### What you have to do
The lines to reproduce from the material below are those from the one containing "Target: dark curtain" through the one containing "drawer in the picture above.", both included; write them out exactly and add nothing.

### Input data
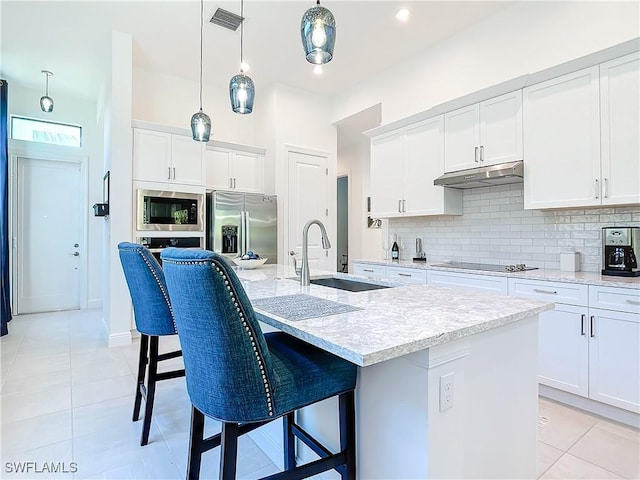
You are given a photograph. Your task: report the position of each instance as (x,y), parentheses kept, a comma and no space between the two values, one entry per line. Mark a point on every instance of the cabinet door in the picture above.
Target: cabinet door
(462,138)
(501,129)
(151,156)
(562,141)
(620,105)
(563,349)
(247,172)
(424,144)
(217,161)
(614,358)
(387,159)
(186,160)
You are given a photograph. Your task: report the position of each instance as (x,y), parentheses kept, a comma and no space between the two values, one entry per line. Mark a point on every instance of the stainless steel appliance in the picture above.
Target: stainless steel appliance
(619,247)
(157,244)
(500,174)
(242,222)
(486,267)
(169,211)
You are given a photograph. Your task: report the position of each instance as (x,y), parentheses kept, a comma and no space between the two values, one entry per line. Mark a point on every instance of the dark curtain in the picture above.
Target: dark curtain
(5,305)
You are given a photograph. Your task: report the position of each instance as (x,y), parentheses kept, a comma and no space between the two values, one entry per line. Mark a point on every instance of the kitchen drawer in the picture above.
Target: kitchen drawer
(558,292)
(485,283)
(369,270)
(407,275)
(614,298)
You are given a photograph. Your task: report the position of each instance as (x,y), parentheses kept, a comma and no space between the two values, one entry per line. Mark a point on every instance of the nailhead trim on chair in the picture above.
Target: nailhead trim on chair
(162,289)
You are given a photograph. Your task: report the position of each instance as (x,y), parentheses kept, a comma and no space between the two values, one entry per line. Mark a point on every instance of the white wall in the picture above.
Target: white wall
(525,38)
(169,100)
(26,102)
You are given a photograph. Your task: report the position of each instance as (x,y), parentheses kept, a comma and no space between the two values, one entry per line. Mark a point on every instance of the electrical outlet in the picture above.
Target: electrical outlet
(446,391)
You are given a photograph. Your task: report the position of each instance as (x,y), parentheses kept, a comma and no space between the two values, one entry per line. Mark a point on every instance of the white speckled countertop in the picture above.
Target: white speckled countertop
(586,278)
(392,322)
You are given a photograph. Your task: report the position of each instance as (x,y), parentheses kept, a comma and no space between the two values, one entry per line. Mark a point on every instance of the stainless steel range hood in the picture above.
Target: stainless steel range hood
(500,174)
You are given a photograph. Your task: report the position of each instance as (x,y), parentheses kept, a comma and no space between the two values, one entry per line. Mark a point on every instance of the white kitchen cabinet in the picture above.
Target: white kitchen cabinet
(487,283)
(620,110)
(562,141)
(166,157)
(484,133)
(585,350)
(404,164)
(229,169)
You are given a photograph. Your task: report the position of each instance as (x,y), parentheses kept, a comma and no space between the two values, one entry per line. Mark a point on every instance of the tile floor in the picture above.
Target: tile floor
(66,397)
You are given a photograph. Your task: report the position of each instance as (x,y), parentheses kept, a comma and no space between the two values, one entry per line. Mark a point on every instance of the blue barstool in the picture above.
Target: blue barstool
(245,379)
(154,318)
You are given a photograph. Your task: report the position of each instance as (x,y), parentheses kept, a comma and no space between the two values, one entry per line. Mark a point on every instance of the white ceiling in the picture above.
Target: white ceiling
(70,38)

--

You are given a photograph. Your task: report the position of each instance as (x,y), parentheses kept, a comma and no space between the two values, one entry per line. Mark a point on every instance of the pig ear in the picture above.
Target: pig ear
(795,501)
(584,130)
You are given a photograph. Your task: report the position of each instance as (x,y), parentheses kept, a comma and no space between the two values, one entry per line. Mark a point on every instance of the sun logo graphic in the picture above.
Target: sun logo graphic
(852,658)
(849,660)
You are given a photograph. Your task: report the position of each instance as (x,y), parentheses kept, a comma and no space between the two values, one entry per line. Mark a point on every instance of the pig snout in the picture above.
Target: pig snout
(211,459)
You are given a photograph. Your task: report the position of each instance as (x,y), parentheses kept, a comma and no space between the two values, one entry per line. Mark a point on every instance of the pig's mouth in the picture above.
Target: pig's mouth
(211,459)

...

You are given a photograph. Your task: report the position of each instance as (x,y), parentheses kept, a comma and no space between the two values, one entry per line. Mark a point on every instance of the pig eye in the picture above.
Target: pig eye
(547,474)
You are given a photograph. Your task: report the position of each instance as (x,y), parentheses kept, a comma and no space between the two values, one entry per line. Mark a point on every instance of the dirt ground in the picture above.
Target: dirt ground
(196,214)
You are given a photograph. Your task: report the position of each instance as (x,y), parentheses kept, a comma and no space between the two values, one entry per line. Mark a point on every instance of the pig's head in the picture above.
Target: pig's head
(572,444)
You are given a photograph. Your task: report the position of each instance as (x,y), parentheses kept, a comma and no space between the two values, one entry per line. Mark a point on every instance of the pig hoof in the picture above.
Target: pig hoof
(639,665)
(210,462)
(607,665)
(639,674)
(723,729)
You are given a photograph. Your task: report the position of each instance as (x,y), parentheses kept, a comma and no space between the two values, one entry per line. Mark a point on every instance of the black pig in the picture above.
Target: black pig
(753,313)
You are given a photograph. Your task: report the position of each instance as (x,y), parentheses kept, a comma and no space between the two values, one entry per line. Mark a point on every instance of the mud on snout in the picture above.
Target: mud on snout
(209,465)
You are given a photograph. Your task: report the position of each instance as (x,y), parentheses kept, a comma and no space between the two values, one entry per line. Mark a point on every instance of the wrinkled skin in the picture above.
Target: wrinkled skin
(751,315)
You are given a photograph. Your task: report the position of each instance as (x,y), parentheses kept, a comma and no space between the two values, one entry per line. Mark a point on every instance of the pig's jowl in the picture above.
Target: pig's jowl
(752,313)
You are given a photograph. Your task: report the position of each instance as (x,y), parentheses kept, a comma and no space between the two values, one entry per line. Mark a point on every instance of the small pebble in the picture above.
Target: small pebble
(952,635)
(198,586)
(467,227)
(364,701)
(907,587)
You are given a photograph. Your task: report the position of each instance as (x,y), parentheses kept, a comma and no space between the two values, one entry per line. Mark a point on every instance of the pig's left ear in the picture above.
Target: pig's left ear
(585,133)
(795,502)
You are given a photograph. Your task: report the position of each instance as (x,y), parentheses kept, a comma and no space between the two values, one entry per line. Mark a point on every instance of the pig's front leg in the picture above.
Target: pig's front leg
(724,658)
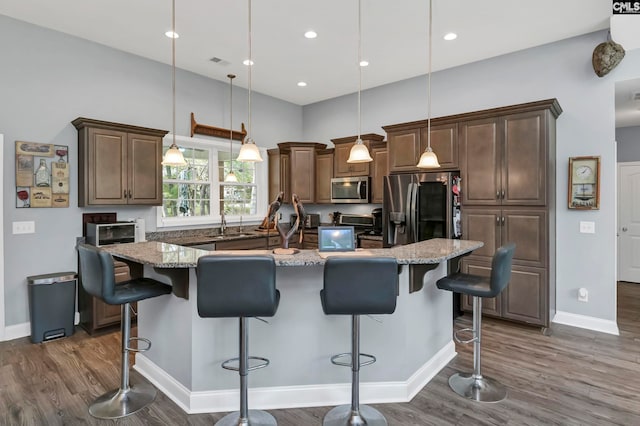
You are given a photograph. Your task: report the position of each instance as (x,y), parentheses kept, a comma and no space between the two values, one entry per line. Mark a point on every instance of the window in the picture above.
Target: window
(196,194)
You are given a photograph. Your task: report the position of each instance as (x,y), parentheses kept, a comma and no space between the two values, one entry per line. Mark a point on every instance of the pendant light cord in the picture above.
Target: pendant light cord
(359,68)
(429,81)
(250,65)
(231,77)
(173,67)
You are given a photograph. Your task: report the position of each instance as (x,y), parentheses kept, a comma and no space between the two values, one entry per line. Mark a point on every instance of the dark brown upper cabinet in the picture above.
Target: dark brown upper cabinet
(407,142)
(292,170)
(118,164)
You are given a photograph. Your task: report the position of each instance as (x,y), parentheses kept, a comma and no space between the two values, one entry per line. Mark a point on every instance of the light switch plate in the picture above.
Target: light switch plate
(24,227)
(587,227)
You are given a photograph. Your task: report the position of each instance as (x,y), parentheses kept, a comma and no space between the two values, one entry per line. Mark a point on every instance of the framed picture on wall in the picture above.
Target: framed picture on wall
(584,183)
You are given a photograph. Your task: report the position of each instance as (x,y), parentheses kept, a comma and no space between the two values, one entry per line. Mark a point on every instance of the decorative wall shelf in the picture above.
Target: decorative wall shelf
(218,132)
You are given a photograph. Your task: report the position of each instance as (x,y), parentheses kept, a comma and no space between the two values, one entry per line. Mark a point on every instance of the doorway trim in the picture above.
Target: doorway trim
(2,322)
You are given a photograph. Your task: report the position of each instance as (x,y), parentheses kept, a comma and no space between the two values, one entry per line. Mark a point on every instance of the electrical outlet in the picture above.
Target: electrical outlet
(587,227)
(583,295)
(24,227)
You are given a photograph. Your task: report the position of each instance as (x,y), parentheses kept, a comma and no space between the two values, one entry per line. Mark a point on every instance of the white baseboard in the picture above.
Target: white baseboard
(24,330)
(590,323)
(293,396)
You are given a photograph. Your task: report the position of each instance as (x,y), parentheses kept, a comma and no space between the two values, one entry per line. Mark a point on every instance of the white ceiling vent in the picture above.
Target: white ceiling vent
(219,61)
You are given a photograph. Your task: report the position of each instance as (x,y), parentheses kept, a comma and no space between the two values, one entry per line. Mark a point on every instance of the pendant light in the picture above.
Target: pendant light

### Written response
Target: dark curtain
(5,305)
You are given a photograph. Your task: report the position of each instance as (x,y), parentheses kept, a comma and no space between the two values, one entry per line. Mark a point on every instance of the kitchen drawer in the picture above.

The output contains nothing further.